### INSTRUCTION
Return, character for character, the lines from the one bearing "grass in the photo above." through the end of the material. Omit everything before that line.

────────

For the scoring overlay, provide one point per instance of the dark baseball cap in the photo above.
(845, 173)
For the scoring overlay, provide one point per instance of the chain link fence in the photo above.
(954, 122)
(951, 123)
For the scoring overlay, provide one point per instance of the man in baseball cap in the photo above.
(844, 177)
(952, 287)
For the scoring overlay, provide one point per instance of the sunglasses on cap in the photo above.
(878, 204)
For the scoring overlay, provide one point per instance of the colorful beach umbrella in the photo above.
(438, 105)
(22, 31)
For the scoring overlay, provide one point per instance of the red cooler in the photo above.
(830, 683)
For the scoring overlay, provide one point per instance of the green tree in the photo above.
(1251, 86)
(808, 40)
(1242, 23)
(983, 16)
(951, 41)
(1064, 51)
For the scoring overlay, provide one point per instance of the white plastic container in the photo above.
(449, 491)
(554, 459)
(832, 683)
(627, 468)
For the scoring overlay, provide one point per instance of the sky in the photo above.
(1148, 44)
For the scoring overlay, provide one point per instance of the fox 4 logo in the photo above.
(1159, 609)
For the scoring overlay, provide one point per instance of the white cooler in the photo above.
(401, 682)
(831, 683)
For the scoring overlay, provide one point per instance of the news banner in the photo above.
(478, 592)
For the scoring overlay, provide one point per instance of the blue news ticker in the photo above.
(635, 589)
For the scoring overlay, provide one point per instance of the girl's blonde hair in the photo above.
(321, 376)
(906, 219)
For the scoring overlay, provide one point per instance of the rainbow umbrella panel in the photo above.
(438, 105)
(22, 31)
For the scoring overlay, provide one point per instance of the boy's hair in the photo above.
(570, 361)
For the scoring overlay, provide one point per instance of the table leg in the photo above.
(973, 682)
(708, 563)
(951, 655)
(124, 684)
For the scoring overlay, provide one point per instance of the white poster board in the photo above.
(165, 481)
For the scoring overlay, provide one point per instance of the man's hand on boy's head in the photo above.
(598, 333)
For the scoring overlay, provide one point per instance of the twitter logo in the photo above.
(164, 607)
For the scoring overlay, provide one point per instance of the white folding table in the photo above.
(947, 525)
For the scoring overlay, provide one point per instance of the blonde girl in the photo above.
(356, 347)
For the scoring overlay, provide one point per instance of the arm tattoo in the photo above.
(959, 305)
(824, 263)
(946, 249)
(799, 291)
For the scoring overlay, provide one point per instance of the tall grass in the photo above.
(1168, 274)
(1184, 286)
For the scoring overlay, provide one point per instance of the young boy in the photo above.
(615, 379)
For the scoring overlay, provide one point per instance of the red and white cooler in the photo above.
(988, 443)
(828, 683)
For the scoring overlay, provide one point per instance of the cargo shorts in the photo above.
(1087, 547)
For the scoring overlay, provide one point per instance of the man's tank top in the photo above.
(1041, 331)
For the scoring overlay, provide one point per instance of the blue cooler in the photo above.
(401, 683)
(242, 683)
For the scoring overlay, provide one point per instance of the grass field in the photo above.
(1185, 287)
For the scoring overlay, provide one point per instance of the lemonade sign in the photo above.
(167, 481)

────────

### FINAL ANSWER
For the scoring overlay, provide one point per instance of the tall grass in the photo above.
(1168, 274)
(1184, 286)
For the scoring overlay, provide one point per instance of the young boy in the photo above.
(615, 379)
For the scoring overlay, provide one point per instance of the red and white cooler in the photo above.
(988, 443)
(828, 683)
For the scoring overlay, provide one point per instance of the cargo shorts in the photo above.
(1087, 547)
For the scoring overlay, provide one point per instance of the man's tank top in the photo above.
(1041, 331)
For the scoring overlay, provide one point per instance of the blue cooler in the photo above.
(401, 683)
(242, 683)
For the scoring overlay, provide one point per instance of the grass field in the photo above.
(1185, 287)
For the scoring overlay, provide one point per instance of the lemonade sign in the photo above.
(167, 481)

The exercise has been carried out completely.